*** Source document ***

Early adopter advice series on Competence by Design
Dr. Quinten Paterson
Good advice from Dr. Paterson | University of Saskatchewan
What approach did you use in designing an intervention to help residents and faculty with EPA completion?
As residents and faculty were feeling overwhelmed with a large burden of information during the rollout of CBD, we set out to design an intervention using a scholarly approach, rooted in multimedia learning theory, and justified with cognitive load theory. The resources we designed greatly helped residents and faculty become familiar with EPAs in the initial stages of CBD and they could easily be incorporated into other residency programs.
How were the resources you designed intended to reduce cognitive load for faculty and residents?

*** End of Source document ***

#### Tasks to perform:
A - Retype the Competence by Design text starting at "As residents and" and ending at "other residency programs.".
B - According to the Competence by Design text, what theory was the intervention rooted in?
The data that comes next is separate from the Competence by Design text.

*** Information supplied ***

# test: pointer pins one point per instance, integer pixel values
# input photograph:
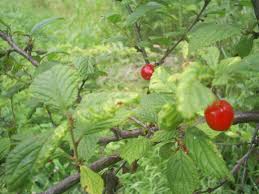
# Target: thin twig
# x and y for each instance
(71, 130)
(139, 122)
(74, 179)
(240, 162)
(50, 117)
(17, 49)
(196, 20)
(137, 30)
(79, 98)
(255, 4)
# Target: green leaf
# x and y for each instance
(99, 111)
(210, 55)
(191, 95)
(90, 181)
(87, 147)
(135, 149)
(182, 174)
(10, 92)
(56, 87)
(169, 118)
(86, 66)
(244, 46)
(210, 33)
(141, 11)
(31, 155)
(5, 145)
(162, 82)
(150, 105)
(224, 71)
(43, 23)
(163, 136)
(114, 18)
(205, 154)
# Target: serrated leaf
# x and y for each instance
(244, 46)
(29, 156)
(5, 145)
(224, 71)
(86, 67)
(141, 11)
(169, 118)
(56, 87)
(150, 105)
(191, 95)
(206, 155)
(182, 174)
(162, 82)
(43, 23)
(210, 55)
(163, 136)
(135, 149)
(114, 18)
(10, 92)
(210, 33)
(87, 147)
(91, 182)
(99, 111)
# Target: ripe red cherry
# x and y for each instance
(219, 115)
(147, 71)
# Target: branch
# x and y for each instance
(139, 38)
(74, 179)
(196, 20)
(121, 135)
(17, 49)
(246, 117)
(256, 8)
(79, 98)
(105, 162)
(239, 163)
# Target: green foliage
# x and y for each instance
(169, 118)
(210, 33)
(206, 155)
(141, 11)
(192, 96)
(182, 174)
(89, 68)
(4, 147)
(162, 82)
(150, 106)
(135, 149)
(56, 87)
(29, 156)
(43, 23)
(90, 181)
(99, 111)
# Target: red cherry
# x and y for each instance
(219, 115)
(147, 71)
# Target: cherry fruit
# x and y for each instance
(219, 116)
(147, 71)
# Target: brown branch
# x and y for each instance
(255, 4)
(195, 21)
(17, 49)
(79, 98)
(70, 120)
(137, 30)
(74, 179)
(239, 163)
(105, 162)
(246, 117)
(121, 135)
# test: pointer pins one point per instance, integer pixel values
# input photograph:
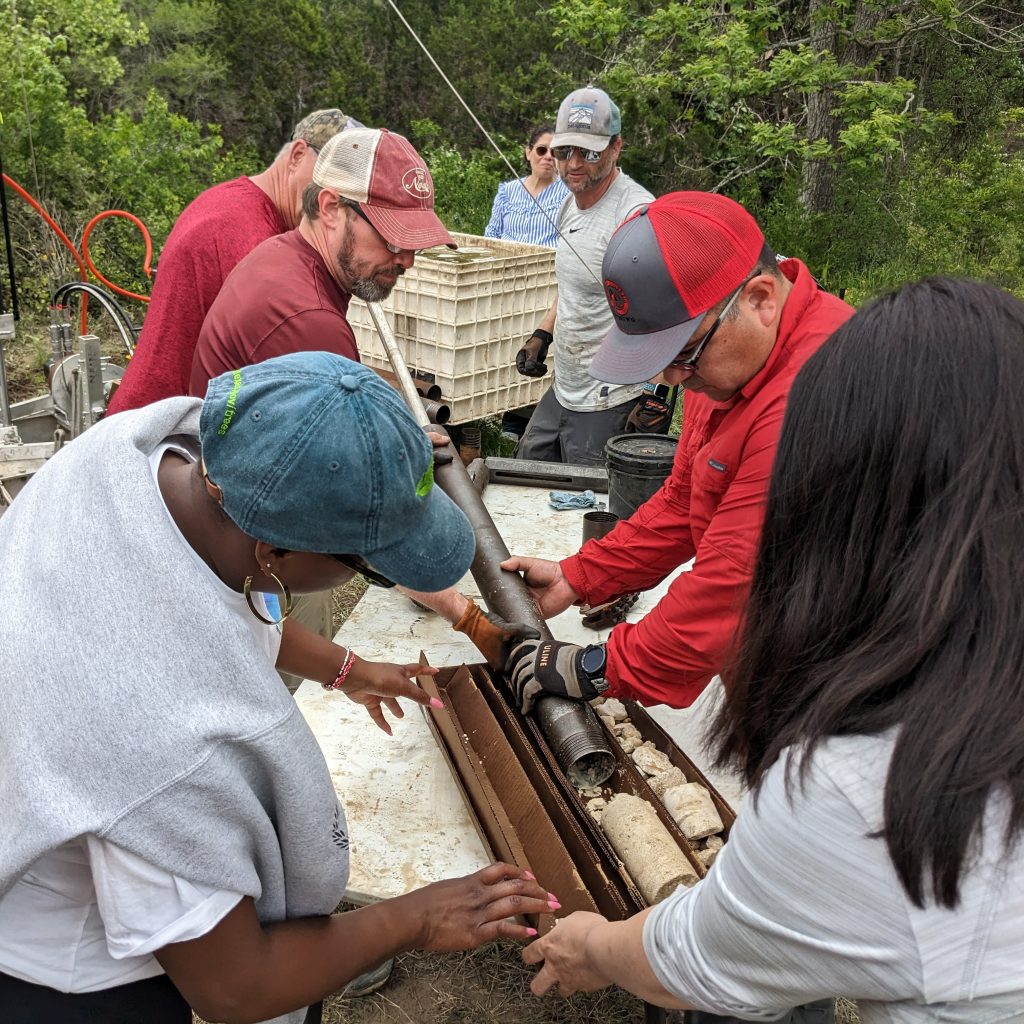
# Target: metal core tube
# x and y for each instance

*** End of Information supplied ***

#### Answers given:
A -
As residents and faculty were feeling overwhelmed with a large burden of information during the rollout of CBD, we set out to design an intervention using a scholarly approach, rooted in multimedia learning theory, and justified with cognitive load theory. The resources we designed greatly helped residents and faculty become familiar with EPAs in the initial stages of CBD and they could easily be incorporated into other residency programs.

B - Multimedia learning theory.